-- Start Provided data --

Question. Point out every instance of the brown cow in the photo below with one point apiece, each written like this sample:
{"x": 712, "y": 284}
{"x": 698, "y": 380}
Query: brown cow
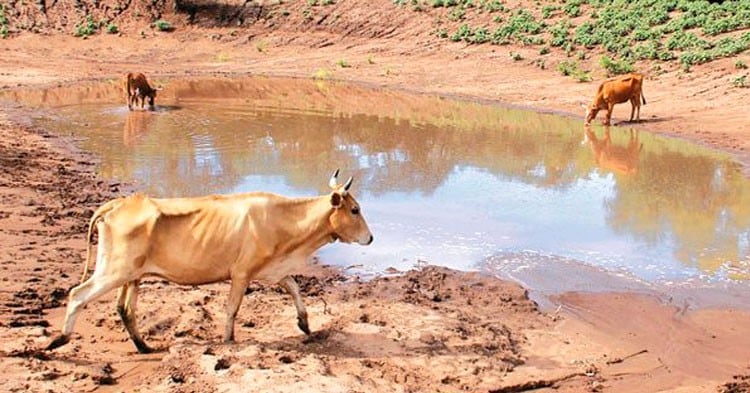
{"x": 136, "y": 86}
{"x": 616, "y": 91}
{"x": 620, "y": 159}
{"x": 194, "y": 241}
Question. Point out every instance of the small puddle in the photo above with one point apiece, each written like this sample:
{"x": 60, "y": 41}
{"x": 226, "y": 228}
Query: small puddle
{"x": 535, "y": 197}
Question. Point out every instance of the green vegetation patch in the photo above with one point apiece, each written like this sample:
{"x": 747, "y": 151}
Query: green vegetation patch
{"x": 685, "y": 31}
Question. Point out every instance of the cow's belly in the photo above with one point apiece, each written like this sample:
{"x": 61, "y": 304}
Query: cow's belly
{"x": 276, "y": 270}
{"x": 192, "y": 263}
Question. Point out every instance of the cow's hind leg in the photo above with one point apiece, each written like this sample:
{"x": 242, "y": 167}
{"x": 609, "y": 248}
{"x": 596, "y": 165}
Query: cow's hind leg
{"x": 126, "y": 303}
{"x": 291, "y": 286}
{"x": 95, "y": 286}
{"x": 236, "y": 292}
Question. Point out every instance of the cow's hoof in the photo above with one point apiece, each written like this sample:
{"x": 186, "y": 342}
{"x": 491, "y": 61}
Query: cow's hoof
{"x": 58, "y": 342}
{"x": 143, "y": 348}
{"x": 302, "y": 324}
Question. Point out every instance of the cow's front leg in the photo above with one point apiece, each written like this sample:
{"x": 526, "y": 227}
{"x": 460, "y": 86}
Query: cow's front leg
{"x": 236, "y": 293}
{"x": 608, "y": 118}
{"x": 291, "y": 286}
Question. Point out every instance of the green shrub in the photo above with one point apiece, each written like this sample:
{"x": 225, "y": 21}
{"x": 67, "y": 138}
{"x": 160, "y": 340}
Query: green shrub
{"x": 571, "y": 68}
{"x": 615, "y": 67}
{"x": 86, "y": 28}
{"x": 740, "y": 81}
{"x": 163, "y": 25}
{"x": 3, "y": 22}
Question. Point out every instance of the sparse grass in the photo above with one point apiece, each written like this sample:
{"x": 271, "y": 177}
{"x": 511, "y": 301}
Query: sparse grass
{"x": 572, "y": 69}
{"x": 688, "y": 32}
{"x": 86, "y": 28}
{"x": 3, "y": 22}
{"x": 615, "y": 67}
{"x": 740, "y": 81}
{"x": 163, "y": 25}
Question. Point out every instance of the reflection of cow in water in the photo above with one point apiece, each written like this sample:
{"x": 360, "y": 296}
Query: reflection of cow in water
{"x": 136, "y": 124}
{"x": 620, "y": 159}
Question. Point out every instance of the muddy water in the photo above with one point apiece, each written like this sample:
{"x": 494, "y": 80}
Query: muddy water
{"x": 535, "y": 197}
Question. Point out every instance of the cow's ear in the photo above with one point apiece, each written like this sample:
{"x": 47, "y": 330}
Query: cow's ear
{"x": 336, "y": 200}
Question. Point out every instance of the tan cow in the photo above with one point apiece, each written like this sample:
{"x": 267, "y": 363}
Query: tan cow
{"x": 617, "y": 158}
{"x": 616, "y": 91}
{"x": 137, "y": 87}
{"x": 193, "y": 241}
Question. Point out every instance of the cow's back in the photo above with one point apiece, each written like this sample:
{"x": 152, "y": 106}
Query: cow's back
{"x": 621, "y": 89}
{"x": 197, "y": 240}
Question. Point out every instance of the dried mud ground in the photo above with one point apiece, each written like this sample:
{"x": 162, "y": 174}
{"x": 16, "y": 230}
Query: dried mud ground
{"x": 422, "y": 331}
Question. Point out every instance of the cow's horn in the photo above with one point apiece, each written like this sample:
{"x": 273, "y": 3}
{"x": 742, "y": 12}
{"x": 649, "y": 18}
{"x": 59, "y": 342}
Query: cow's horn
{"x": 333, "y": 182}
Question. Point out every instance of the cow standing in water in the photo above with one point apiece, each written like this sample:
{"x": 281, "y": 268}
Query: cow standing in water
{"x": 136, "y": 86}
{"x": 194, "y": 241}
{"x": 616, "y": 91}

-- End Provided data --

### Exercise objective
Copy all of the data above word for word, leaving out the pictures.

### Full answer
Question. Point out every instance of the brown cow in the photo below with one point apiece, each written like this sample:
{"x": 712, "y": 284}
{"x": 698, "y": 380}
Query: brown cow
{"x": 136, "y": 86}
{"x": 616, "y": 91}
{"x": 620, "y": 159}
{"x": 194, "y": 241}
Question. Point out every instance of the small puddle in the photo above with one point apiece, each written like this sample:
{"x": 60, "y": 41}
{"x": 226, "y": 228}
Query: small puddle
{"x": 535, "y": 197}
Question. Point out every instance of the green vegetation patch in the photo above with one point apiece, each written like this sample:
{"x": 747, "y": 151}
Query: green vegetation patch
{"x": 685, "y": 31}
Question. Point out every instance of the cow's belly in the photo above with one point apiece, each written like this sample:
{"x": 61, "y": 304}
Query: cow's belly
{"x": 276, "y": 270}
{"x": 192, "y": 263}
Question. Point out every instance of the cow's hind leg in the photo above with one point apiece, each written like this sample:
{"x": 242, "y": 167}
{"x": 609, "y": 248}
{"x": 596, "y": 165}
Query: cow's hind leg
{"x": 126, "y": 303}
{"x": 291, "y": 286}
{"x": 95, "y": 286}
{"x": 236, "y": 292}
Question. Point out every instance of the cow's hoof in the photo above with one point apiece, each written like this sample:
{"x": 186, "y": 342}
{"x": 491, "y": 61}
Query: cow's hoof
{"x": 58, "y": 342}
{"x": 143, "y": 348}
{"x": 302, "y": 324}
Question. Point out every instance of the cow's front leg in the photo above with one point apiece, each written like this sample:
{"x": 526, "y": 227}
{"x": 460, "y": 86}
Query: cow's front leg
{"x": 236, "y": 293}
{"x": 608, "y": 118}
{"x": 291, "y": 286}
Question. Point out every instance of the green shrub in the photo above with one point apiece, each written like this sample:
{"x": 225, "y": 21}
{"x": 67, "y": 138}
{"x": 160, "y": 340}
Query: green shrub
{"x": 571, "y": 68}
{"x": 615, "y": 67}
{"x": 86, "y": 28}
{"x": 740, "y": 81}
{"x": 163, "y": 25}
{"x": 3, "y": 22}
Question. Point out every instance of the sparse grass in the photo above with one point apiece, each written like this sample:
{"x": 271, "y": 177}
{"x": 511, "y": 301}
Query: sparse grass
{"x": 572, "y": 69}
{"x": 688, "y": 32}
{"x": 86, "y": 28}
{"x": 3, "y": 22}
{"x": 615, "y": 67}
{"x": 740, "y": 81}
{"x": 163, "y": 25}
Question. Point out every instance of the reflection of cow in water in the photo above with one point apiece, each written like this sample:
{"x": 360, "y": 296}
Query: reflection of cow in water
{"x": 136, "y": 124}
{"x": 620, "y": 159}
Question. Point out every instance of the muddy water in the photo above with one point apiece, each written like this sample:
{"x": 494, "y": 80}
Query: muddy water
{"x": 535, "y": 197}
Question. Point out every instance of the cow's ear in the photo above with one point apiece, each written like this sample:
{"x": 47, "y": 330}
Query: cow's ear
{"x": 336, "y": 200}
Question. Point out every instance of the tan cow in the photo above with one point apiece, each written like this sample:
{"x": 267, "y": 363}
Query: tan cow
{"x": 617, "y": 158}
{"x": 616, "y": 91}
{"x": 137, "y": 87}
{"x": 193, "y": 241}
Question. Point out every instance of the cow's back in the photo above with one point apiece, each written like this sample:
{"x": 152, "y": 106}
Query: cow's back
{"x": 621, "y": 89}
{"x": 197, "y": 240}
Question. Point out every instance of the dried mud ground in the photo above with one point apiece, each written like this sample:
{"x": 162, "y": 174}
{"x": 16, "y": 230}
Query: dried mud ground
{"x": 422, "y": 331}
Question. Point out every instance of the cow's horn in the photo above with one point apiece, each written like this sample:
{"x": 273, "y": 3}
{"x": 742, "y": 12}
{"x": 649, "y": 18}
{"x": 59, "y": 342}
Query: cow's horn
{"x": 333, "y": 182}
Question. Point out every instance of the cow standing in water in the photo above with one point apiece, each written like this sample:
{"x": 281, "y": 268}
Query: cow standing in water
{"x": 136, "y": 86}
{"x": 194, "y": 241}
{"x": 616, "y": 91}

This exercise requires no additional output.